> [Problem description] Look below for the line with "Would you point out the red", then give it again exactly, along with every line that comes after it, the final line included.

Referring expression data
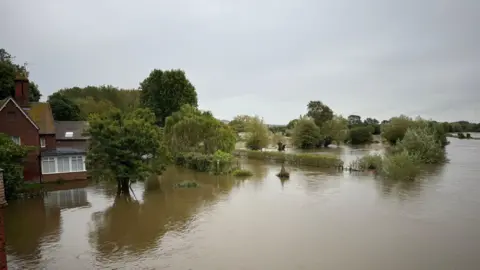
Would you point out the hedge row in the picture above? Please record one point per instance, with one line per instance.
(315, 160)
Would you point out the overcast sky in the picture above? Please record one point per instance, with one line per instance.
(375, 58)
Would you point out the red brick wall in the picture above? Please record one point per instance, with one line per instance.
(76, 144)
(65, 176)
(50, 141)
(14, 123)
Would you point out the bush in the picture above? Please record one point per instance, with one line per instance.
(242, 173)
(316, 160)
(360, 135)
(401, 166)
(422, 142)
(258, 134)
(306, 134)
(218, 163)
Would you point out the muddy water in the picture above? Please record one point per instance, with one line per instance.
(315, 220)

> [Reply]
Would you point out the red brick wall in the picture above? Please record one point per instance, with one line per instance.
(76, 144)
(65, 176)
(50, 141)
(14, 123)
Would you point out the bush in the picture above? Please record one point per instance, with one line per instance.
(242, 173)
(316, 160)
(360, 135)
(401, 166)
(422, 142)
(258, 134)
(306, 134)
(218, 163)
Would you point out the muddy water in the picture above? Please record one point per instance, with one line per instance.
(315, 220)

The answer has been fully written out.